• TASK: Quote the lines from the line holding "Where can you spot the small shrub" to the very end of the listing, exactly, and no others.
══════
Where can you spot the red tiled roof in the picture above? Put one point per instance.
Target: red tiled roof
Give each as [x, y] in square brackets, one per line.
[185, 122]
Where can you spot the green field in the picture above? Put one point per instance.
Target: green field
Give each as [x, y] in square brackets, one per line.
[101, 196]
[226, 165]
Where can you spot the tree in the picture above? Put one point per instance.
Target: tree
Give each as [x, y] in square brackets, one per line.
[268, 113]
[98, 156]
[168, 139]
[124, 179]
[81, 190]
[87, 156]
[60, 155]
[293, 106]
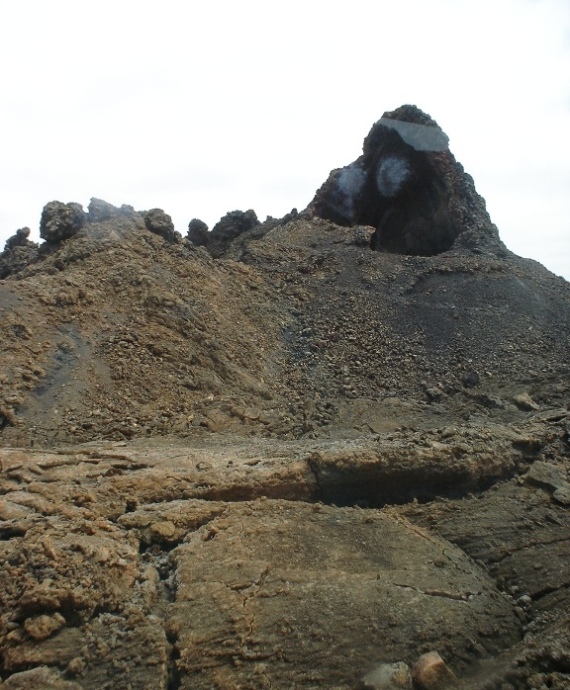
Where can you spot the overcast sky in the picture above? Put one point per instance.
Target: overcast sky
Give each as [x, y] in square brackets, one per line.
[204, 107]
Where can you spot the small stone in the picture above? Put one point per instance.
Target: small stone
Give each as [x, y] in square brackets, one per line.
[471, 379]
[430, 672]
[165, 529]
[388, 677]
[76, 666]
[41, 627]
[562, 496]
[524, 402]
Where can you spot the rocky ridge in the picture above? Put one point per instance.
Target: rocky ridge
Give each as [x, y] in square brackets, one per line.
[290, 453]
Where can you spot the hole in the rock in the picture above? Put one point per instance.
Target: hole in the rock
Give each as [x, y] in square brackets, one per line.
[367, 492]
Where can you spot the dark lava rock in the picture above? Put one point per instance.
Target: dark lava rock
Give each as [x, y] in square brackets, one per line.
[408, 186]
[61, 221]
[228, 228]
[18, 253]
[198, 232]
[160, 223]
[100, 210]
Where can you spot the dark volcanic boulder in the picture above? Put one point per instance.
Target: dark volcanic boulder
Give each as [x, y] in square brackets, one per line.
[198, 232]
[18, 253]
[160, 223]
[100, 210]
[408, 186]
[228, 228]
[61, 221]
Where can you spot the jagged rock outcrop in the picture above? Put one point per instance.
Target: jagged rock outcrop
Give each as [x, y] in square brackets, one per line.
[409, 187]
[61, 221]
[100, 210]
[231, 226]
[197, 232]
[18, 253]
[160, 223]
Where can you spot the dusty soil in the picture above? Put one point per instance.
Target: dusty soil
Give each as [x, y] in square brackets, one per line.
[283, 467]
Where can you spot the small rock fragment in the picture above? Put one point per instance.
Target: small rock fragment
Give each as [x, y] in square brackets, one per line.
[160, 223]
[198, 232]
[524, 402]
[41, 627]
[562, 496]
[430, 672]
[164, 529]
[388, 677]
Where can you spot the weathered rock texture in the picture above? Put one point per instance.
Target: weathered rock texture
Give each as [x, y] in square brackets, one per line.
[302, 464]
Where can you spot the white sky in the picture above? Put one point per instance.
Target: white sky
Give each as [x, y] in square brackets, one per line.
[203, 107]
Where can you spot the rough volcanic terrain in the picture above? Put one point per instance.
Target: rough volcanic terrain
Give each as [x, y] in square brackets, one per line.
[299, 453]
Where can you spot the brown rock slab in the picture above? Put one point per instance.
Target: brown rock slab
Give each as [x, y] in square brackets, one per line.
[430, 672]
[41, 678]
[281, 593]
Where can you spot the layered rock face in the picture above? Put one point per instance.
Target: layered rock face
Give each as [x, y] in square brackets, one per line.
[325, 451]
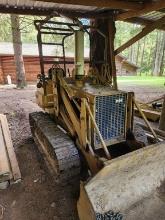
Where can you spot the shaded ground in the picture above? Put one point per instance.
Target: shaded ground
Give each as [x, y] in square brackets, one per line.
[38, 197]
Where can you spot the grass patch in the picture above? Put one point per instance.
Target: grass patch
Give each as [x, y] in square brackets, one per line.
[151, 81]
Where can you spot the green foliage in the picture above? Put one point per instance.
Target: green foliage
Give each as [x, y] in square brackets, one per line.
[151, 81]
[141, 53]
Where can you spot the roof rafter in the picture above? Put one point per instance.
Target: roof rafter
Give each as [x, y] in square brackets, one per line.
[112, 4]
[146, 30]
[148, 7]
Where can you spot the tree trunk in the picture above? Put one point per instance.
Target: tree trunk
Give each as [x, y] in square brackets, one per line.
[159, 54]
[142, 56]
[17, 45]
[162, 117]
[163, 57]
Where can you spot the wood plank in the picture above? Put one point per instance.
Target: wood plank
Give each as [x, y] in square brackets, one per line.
[142, 21]
[5, 172]
[113, 4]
[148, 7]
[10, 150]
[157, 131]
[146, 30]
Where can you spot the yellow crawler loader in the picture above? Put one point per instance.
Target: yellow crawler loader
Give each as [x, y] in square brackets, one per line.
[86, 126]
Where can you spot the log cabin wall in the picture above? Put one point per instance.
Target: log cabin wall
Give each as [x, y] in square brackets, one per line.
[32, 67]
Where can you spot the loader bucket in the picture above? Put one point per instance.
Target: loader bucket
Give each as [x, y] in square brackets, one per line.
[129, 187]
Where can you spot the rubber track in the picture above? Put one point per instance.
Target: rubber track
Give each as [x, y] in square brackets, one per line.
[59, 147]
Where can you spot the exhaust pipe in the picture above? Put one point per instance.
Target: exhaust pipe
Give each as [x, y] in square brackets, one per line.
[79, 54]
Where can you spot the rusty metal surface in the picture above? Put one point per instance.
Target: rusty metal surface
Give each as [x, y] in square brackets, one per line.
[61, 149]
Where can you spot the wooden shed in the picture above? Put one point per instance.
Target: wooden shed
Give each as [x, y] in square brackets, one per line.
[32, 63]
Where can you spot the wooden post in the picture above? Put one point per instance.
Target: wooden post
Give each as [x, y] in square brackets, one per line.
[102, 48]
[112, 31]
[162, 117]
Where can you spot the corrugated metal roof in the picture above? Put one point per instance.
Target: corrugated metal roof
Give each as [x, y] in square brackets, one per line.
[155, 15]
[28, 4]
[46, 8]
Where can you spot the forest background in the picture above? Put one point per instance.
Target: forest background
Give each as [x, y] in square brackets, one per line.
[148, 53]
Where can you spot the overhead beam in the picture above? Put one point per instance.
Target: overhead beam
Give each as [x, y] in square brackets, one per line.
[112, 4]
[148, 7]
[143, 21]
[146, 30]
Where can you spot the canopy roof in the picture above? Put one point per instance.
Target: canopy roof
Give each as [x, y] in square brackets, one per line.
[136, 11]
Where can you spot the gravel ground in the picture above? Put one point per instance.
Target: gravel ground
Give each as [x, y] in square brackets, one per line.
[38, 197]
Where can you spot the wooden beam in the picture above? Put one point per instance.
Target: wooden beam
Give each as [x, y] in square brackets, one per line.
[143, 21]
[146, 30]
[113, 4]
[148, 7]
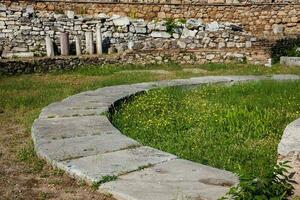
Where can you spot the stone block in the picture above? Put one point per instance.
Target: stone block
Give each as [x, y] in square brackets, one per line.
[290, 61]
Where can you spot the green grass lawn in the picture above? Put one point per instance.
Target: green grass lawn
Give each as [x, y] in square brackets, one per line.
[22, 97]
[236, 128]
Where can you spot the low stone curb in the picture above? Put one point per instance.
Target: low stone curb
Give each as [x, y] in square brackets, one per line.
[75, 135]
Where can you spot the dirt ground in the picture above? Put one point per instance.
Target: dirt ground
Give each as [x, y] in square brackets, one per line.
[19, 180]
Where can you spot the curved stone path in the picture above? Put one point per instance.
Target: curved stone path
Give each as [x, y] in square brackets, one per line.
[75, 135]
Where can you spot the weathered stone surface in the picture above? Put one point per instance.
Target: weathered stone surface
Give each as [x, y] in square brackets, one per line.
[75, 147]
[193, 23]
[91, 148]
[160, 35]
[188, 33]
[290, 61]
[93, 168]
[122, 21]
[213, 26]
[175, 179]
[69, 127]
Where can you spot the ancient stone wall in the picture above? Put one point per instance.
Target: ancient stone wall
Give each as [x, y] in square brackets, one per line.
[23, 31]
[261, 18]
[165, 25]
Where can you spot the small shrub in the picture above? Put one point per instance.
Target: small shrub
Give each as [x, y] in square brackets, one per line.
[274, 185]
[285, 47]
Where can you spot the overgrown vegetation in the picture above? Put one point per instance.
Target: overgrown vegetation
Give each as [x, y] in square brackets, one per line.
[22, 98]
[274, 185]
[285, 47]
[236, 128]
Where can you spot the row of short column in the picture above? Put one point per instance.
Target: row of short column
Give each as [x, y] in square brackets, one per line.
[65, 46]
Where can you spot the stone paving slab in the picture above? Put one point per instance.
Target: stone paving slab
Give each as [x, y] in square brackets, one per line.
[175, 179]
[72, 135]
[69, 148]
[61, 110]
[45, 130]
[93, 168]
══════
• THE OUTPUT:
Where can you spot the small shrub in the picture above? Put one point per instance.
Target: small shrub
Give each as [x, y] in square brackets, one per line.
[274, 185]
[285, 47]
Where can you spot the overgrown vegetation in the picture above? Put one point per instance.
Target: overgrown vegetation
Give each as [x, y] in square brackets, one per line.
[22, 98]
[274, 185]
[285, 47]
[236, 128]
Where can you spot the row of short column in the picture above? Put one point per instance.
Target: row of short column
Give each as [x, y] in square brackets, one per line.
[65, 46]
Where can you spot the stone paving slab in the picture above? Put one point per instance.
Target: stone paving slab
Give each as [x, y] in square brackets, one per line.
[175, 179]
[72, 135]
[69, 148]
[61, 110]
[45, 130]
[93, 168]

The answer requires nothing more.